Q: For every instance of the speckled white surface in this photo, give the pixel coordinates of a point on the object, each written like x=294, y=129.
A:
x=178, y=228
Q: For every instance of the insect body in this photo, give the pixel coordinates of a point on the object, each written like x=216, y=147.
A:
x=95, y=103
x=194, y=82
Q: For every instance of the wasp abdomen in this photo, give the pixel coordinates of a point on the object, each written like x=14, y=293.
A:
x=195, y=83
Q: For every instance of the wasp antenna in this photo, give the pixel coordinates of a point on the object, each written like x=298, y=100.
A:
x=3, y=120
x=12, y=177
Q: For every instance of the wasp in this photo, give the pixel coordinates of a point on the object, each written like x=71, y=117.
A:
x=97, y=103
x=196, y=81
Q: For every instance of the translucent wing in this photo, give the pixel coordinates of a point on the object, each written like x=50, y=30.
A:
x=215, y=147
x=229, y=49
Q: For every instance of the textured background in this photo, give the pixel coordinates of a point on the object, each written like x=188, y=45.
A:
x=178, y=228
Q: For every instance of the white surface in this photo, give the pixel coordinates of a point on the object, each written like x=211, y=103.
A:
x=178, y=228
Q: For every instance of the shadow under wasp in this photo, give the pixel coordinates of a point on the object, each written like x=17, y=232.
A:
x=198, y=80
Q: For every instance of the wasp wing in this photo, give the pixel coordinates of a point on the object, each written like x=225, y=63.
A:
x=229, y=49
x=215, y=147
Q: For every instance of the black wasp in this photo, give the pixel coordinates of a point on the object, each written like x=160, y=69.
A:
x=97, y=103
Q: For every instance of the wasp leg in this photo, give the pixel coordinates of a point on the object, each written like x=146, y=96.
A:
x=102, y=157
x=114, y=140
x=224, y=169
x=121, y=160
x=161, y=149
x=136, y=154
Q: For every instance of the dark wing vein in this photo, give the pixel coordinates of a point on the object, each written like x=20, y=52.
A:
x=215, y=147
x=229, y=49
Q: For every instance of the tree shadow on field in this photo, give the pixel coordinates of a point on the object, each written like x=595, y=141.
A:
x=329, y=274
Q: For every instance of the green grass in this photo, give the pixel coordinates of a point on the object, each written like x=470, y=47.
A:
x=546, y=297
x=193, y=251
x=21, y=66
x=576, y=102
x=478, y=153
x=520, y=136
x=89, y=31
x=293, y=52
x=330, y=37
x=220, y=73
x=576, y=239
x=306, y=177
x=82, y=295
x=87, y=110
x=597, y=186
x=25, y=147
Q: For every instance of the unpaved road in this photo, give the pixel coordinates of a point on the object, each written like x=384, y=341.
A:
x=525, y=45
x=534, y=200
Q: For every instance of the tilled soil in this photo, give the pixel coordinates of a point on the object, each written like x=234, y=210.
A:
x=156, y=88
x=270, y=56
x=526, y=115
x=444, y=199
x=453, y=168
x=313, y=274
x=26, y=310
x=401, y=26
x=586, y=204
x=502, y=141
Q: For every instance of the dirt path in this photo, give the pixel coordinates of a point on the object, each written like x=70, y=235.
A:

Work request:
Please copy each line above exactly as written.

Finished exercise:
Q: For every instance of the speckled white surface in this photo, give the pixel coordinates of a point on the object, each written like x=294, y=129.
A:
x=178, y=228
Q: For every instance of the insect body in this photo, give the pixel coordinates of a point on the object, each written like x=216, y=147.
A:
x=95, y=103
x=194, y=82
Q: For every instance of the wasp abdomen in this photo, give the pixel coordinates of a point on the object, each written like x=14, y=293.
A:
x=195, y=83
Q: For every instance of the wasp antenna in this photo, give the pixel coordinates of a point on the object, each written like x=298, y=100.
A:
x=3, y=120
x=12, y=177
Q: For every instance of the wasp in this photo, give the pixel coordinates of a point on the object, each written like x=71, y=117.
A:
x=97, y=103
x=196, y=81
Q: For every instance of the translucent wing in this photo, give the pixel coordinates of a point on the object, each written like x=50, y=30.
A:
x=215, y=147
x=229, y=49
Q: For every instance of the textured background in this photo, give the pixel coordinates of a point on the object, each written like x=188, y=45.
A:
x=178, y=228
Q: For every instance of the white surface in this photo, give the pixel coordinates of a point on the object, each written like x=211, y=103.
A:
x=178, y=228
Q: For every instance of the shadow under wasp in this photo, give the pixel coordinates of a point on the object, each written like x=17, y=232.
A:
x=198, y=80
Q: For every instance of the wasp wing in this photo, give the pixel coordinates of a point on the object, each written like x=225, y=63.
A:
x=229, y=49
x=215, y=147
Q: For every instance of the black wasp in this photo, give the pixel coordinates of a point on the object, each written like x=160, y=69.
A:
x=97, y=103
Q: For every instance of the wasp leg in this photo, give the pixel coordinates of a point on the object, each written like x=146, y=96.
A:
x=102, y=157
x=114, y=140
x=224, y=169
x=121, y=160
x=161, y=149
x=136, y=154
Q: For every instance of the dark wing vein in this photo, give the pixel coordinates of a point on the object, each written like x=20, y=52.
A:
x=215, y=147
x=229, y=49
Q: For every instance of the tree shadow on field in this photo, give the pixel coordinates of a point on the object, each written like x=595, y=141.
A:
x=329, y=274
Q: For every instance of the green grass in this photo, give the pixel coordinates of a point on the object, each written like x=470, y=47.
A:
x=546, y=297
x=193, y=251
x=21, y=66
x=576, y=102
x=478, y=153
x=520, y=136
x=89, y=31
x=293, y=52
x=330, y=37
x=220, y=73
x=576, y=239
x=306, y=177
x=82, y=295
x=87, y=110
x=597, y=186
x=25, y=147
Q: For every instance of the unpaved road in this photo, give the pixel coordinates of a point on the object, each written like x=384, y=341.
A:
x=525, y=45
x=534, y=200
Q: For every instance of the tilled soil in this photo, give the pixel coordinates of a point on the object, each written like x=234, y=210.
A:
x=156, y=88
x=270, y=56
x=526, y=115
x=444, y=199
x=453, y=168
x=313, y=274
x=26, y=310
x=401, y=26
x=586, y=204
x=502, y=141
Q: For every instance of the dirt path in this photo, give the pixel coordinates of a point on the object, each written like x=70, y=235.
A:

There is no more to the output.